---------- Listed records

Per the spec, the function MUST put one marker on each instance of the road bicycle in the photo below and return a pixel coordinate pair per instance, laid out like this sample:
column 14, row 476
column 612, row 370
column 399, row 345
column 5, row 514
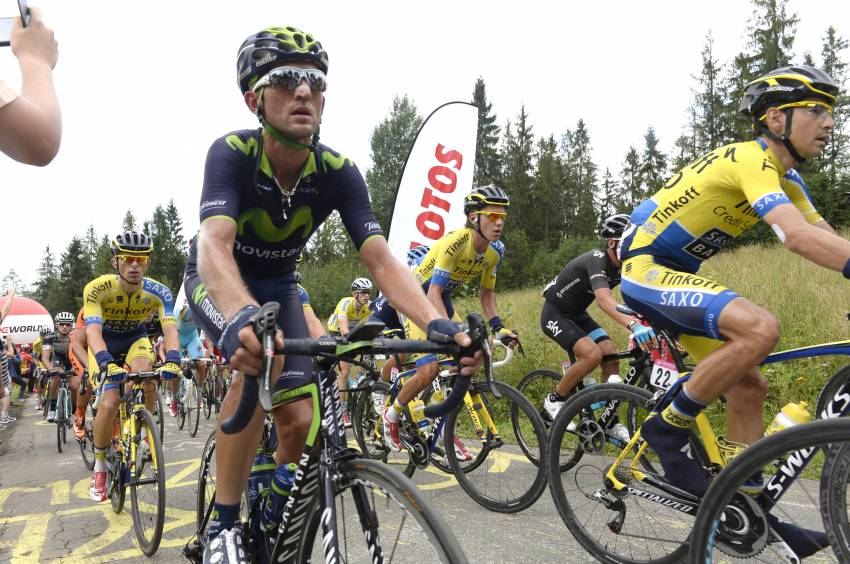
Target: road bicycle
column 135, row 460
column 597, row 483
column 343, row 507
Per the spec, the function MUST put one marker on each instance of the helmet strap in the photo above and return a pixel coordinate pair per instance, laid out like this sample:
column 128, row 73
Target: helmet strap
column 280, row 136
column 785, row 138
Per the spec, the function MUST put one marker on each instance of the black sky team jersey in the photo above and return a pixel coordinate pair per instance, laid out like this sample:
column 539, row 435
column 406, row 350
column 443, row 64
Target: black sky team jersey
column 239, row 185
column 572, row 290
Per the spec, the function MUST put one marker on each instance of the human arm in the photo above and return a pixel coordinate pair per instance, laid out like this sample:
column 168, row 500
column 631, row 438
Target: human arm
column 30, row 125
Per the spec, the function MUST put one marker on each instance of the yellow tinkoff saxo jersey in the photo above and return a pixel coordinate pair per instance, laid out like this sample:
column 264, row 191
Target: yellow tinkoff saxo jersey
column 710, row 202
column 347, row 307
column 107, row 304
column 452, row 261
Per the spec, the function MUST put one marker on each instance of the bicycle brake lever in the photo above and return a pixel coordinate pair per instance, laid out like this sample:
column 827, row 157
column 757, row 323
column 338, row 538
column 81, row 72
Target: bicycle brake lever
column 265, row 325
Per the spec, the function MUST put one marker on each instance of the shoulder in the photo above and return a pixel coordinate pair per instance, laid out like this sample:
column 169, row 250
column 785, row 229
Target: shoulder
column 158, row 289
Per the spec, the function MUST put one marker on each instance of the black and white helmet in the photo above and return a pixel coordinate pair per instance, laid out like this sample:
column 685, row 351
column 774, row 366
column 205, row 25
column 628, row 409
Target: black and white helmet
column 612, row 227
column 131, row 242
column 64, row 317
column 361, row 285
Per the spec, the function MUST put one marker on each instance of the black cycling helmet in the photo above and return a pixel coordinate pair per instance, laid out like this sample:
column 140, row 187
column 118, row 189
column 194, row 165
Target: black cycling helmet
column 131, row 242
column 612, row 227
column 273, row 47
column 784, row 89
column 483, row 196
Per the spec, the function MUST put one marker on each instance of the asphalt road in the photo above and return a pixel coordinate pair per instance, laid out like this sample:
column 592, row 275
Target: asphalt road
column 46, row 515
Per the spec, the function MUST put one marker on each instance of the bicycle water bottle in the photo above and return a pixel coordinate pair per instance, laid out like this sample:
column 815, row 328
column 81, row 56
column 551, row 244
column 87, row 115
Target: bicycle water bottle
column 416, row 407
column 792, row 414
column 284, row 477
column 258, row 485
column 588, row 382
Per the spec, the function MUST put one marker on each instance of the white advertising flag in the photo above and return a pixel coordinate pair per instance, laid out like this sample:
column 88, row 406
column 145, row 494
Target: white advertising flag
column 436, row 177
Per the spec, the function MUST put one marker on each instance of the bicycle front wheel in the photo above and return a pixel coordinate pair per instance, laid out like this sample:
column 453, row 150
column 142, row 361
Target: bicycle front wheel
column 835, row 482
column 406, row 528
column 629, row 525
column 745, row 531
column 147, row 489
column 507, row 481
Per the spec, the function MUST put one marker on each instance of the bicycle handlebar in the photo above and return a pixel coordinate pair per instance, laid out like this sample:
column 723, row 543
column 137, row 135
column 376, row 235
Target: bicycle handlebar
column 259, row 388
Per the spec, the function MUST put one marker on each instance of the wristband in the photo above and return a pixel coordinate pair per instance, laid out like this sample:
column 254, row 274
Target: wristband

--------------------

### Stated exercise
Give all of the data above as a Markdown table with the columns Row and Line, numbering each line and skipping blank lines. Leave the pictures out.

### The response
| Row | Line |
|---|---|
| 1 | Per the spec, the function MUST put one marker on each instance of the road bicycle in the photo below and return a pixel coordinate pair per instance, laid out like this sample: |
| 2 | column 14, row 476 |
| 3 | column 612, row 370 |
| 4 | column 399, row 345 |
| 5 | column 5, row 514 |
| 6 | Target: road bicycle |
| 7 | column 135, row 460 |
| 8 | column 597, row 483 |
| 9 | column 343, row 507 |
| 10 | Per the spec, the function MUST put one marker on each instance of the helmet strap in the photo above and return a pixel coordinate pair per instance, laid out like this sample: |
| 11 | column 128, row 73 |
| 12 | Target: helmet strap |
| 13 | column 280, row 136 |
| 14 | column 785, row 138 |
| 15 | Per the spec, the function MUST put one marker on each instance of the black sky team jersey in the photo above and return a pixel coordinate pair per instance, laid out like this sample: |
| 16 | column 539, row 435 |
| 17 | column 406, row 350 |
| 18 | column 443, row 64 |
| 19 | Target: black sky team jersey |
| 20 | column 239, row 185 |
| 21 | column 572, row 290 |
| 22 | Per the spec, the function MUST put one marker on each instance of the human arm in the photo above and return a pixel coordinate pair per instance, laid out like this sample: |
| 23 | column 168, row 500 |
| 24 | column 631, row 438 |
| 25 | Target: human arm |
| 26 | column 30, row 125 |
| 27 | Per the spec, the function MUST put one marker on each instance of the yellow tinkoff saxo jersey in the photo above and return a pixel coordinate pair per instance, laid out like this sample: |
| 28 | column 264, row 191 |
| 29 | Target: yellow tinkoff saxo jersey |
| 30 | column 710, row 202 |
| 31 | column 347, row 307 |
| 32 | column 107, row 304 |
| 33 | column 452, row 261 |
| 34 | Per the spec, the function MUST put one marker on each instance of the bicycle brake lever in the photo above and return a pixel coordinate pair per instance, laid out like this sample: |
| 35 | column 827, row 157 |
| 36 | column 757, row 323 |
| 37 | column 338, row 538 |
| 38 | column 81, row 72 |
| 39 | Target: bicycle brake lever |
| 40 | column 265, row 325 |
| 41 | Per the spec, the function MUST put one marker on each instance of the shoulder in the photo above and return a pixel coordinate pair per instance, laid out like this sample: |
| 42 | column 169, row 250 |
| 43 | column 785, row 229 |
| 44 | Target: shoulder |
| 45 | column 158, row 289 |
| 46 | Per the spec, the function MUST put one marker on each instance of the black and white helmet in the photo above and return a pixel coordinate pair per instance, laid out like this sample: |
| 47 | column 685, row 351 |
| 48 | column 774, row 366 |
| 49 | column 205, row 25 |
| 50 | column 628, row 409 |
| 51 | Target: black and white helmet |
| 52 | column 612, row 227 |
| 53 | column 131, row 242 |
| 54 | column 64, row 317 |
| 55 | column 361, row 285 |
| 56 | Per the spec, the function MUST put one marker on each instance of the black cycling helmet in the photo above and return a pixel coordinate pair per instance, laid out like this sample: |
| 57 | column 140, row 187 |
| 58 | column 118, row 189 |
| 59 | column 194, row 165 |
| 60 | Target: black cycling helmet |
| 61 | column 131, row 242 |
| 62 | column 612, row 227 |
| 63 | column 273, row 47 |
| 64 | column 784, row 89 |
| 65 | column 483, row 196 |
| 66 | Per the spec, the function MUST put one marker on each instance of the asphalt road in the photo above and return a pixel coordinate pair per instance, laid out like this sample: |
| 67 | column 592, row 275 |
| 68 | Target: asphalt road |
| 69 | column 46, row 515 |
| 70 | Per the spec, the function MUST put one marker on each instance of the bicycle water bottle in the photo above and return a pixel coordinate pair per instance, laid out like this sample: |
| 71 | column 815, row 328 |
| 72 | column 81, row 56 |
| 73 | column 551, row 244 |
| 74 | column 87, row 115 |
| 75 | Target: bicycle water bottle |
| 76 | column 416, row 407 |
| 77 | column 792, row 414 |
| 78 | column 284, row 477 |
| 79 | column 258, row 485 |
| 80 | column 588, row 382 |
| 81 | Per the spec, the function MUST put one marker on each instance of the white advertising flag in the photo above and return a pixel coordinate pair per instance, laid out like this sample: |
| 82 | column 88, row 406 |
| 83 | column 145, row 494 |
| 84 | Target: white advertising flag |
| 85 | column 436, row 177 |
| 86 | Per the spec, the function MUST put one marker on each instance of the bicycle front wheel in the photo above and return a pixel coordinate pair per instance, laid out like this sample: |
| 87 | column 453, row 150 |
| 88 | column 142, row 361 |
| 89 | Target: bicycle front wheel |
| 90 | column 835, row 482 |
| 91 | column 406, row 528 |
| 92 | column 629, row 525 |
| 93 | column 745, row 531 |
| 94 | column 147, row 489 |
| 95 | column 507, row 481 |
| 96 | Per the spec, the function MUST put one marker on each instance of the bicycle handlebar in the photo above and return a pixel coordinate pair per instance, laid out like this sample: |
| 97 | column 723, row 543 |
| 98 | column 137, row 135 |
| 99 | column 376, row 235 |
| 100 | Target: bicycle handlebar |
| 101 | column 259, row 388 |
| 102 | Per the spec, the function MUST put one marker on each instance of the wristband in the photo above and return a pixel coordinate pair per instance, laid out like this sample: |
| 103 | column 254, row 274 |
| 104 | Target: wristband |